■ Text passage:
--- START ---

Getting Medical Drones Into American Skies
The future is evident in the skies over Rwanda and Ghana.
Both boast nationwide systems of medical drones — unmanned aerial vehicles carrying blood products and other medical supplies to locations across those countries.
Zipline, a California-based company that operates both countries’ drones, says it has conducted more than 26,000 medical missions. Rwanda is the size of Maryland, and according to Zipline, drones carry nearly two-thirds of blood-product deliveries outside of the capital city.
Establishing a similar system in the United States is perhaps less critical and more difficult, yet such efforts are underway.
It’s less critical because our transportation routes are better than in most developing countries. It’s more difficult because our skies are far more crowded with airplanes, helicopters and other vehicles.
Nevertheless, drones offer lifesaving possibilities here as well. In 2019, a drone carried a kidney destined for transplant across Baltimore.
In North Carolina, the WakeMed hospital system is transporting blood products by drone. Recently, the Federal Aviation Administration granted UPS permission to establish our country’s first unmanned airline, with an eye toward medical deliveries.
In a new Mercatus Center research paper, Darcy Bryan (an obstetrician), John Coglianese (a military drone expert), and I (an economist and policy researcher) explore the virtues of medical drones and the difficulties of deploying them over America’s skies.

--- END ---

■ Task item: Write a continuation of the passage on medical drones, starting after its final sentence. The material that comes next has no connection to the passage on medical drones.

■ Material supplied:
--- START ---

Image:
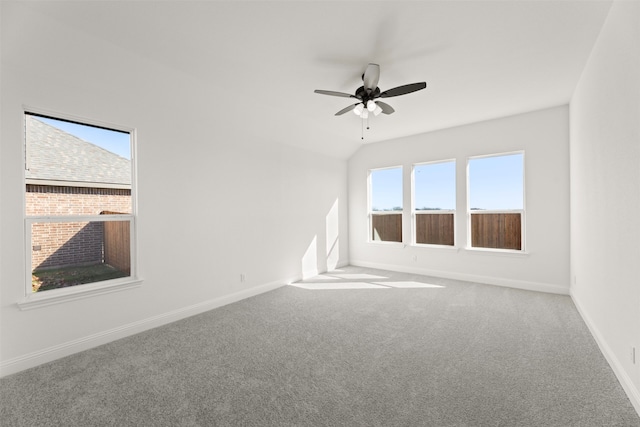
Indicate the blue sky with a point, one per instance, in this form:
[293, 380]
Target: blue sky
[494, 183]
[435, 185]
[114, 141]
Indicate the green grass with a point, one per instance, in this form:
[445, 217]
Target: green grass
[44, 280]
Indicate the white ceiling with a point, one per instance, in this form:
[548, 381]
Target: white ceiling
[480, 59]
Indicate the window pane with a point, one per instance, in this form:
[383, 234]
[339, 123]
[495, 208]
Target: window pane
[434, 229]
[435, 186]
[73, 253]
[496, 230]
[496, 183]
[386, 227]
[386, 189]
[386, 200]
[75, 169]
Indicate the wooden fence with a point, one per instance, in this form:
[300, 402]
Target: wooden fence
[496, 230]
[434, 229]
[386, 227]
[488, 230]
[117, 243]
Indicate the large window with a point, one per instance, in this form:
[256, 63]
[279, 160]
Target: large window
[385, 208]
[496, 201]
[434, 203]
[79, 209]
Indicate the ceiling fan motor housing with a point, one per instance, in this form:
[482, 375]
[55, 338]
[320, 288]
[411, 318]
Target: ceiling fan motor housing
[365, 95]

--- END ---

■ Answer for this exercise:
Blood products are a natural payload for drones. With a mother hemorrhaging during childbirth, for example, a few minutes can mean the difference between life and death for mother and child. Sometimes, required blood supplies may be too far away by land vehicle or even helicopter to make a difference. Zipline has documented such lifesaving experiences in its African operations.
In the United States, drones could serve multiple purposes.
We have vast rural areas where conventional ground or air transportation is slow or costly. Urban areas suffer from traffic jams. Sometimes ice storms, high winds, or natural disasters make it difficult or impossible for humans to transport lifesaving cargos— including not only blood products but also surgical supplies, drugs and vaccines, transplantable organs, defibrillators, telemedicine kits, and disaster-era food and medical supplies.
Several entities are experimenting with drones to carry medical patients themselves.
These unmanned air ambulances — effectively small, remote-controlled helicopters — could carry medical personnel and patients without the need for onboard pilots.
The potential is great, but it’s important to temper optimism with pragmatism.
Large-scale medical drone use in America or in other developed countries will require simultaneous advances in technology and in regulation. A wayward drone has the capacity to down an airliner, potentially ending the public’s willingness to tolerate this new vehicle in our skies.
Today’s small, battery-powered drones have limited range and weight-bearing capacity.
Most challenging is making the vehicles safe enough to allow beyond the visual line of sight missions. Currently, U.S. drones are generally not allowed to fly beyond the remote pilot’s eyes; exceptions are only allowable on a case-by-case basis.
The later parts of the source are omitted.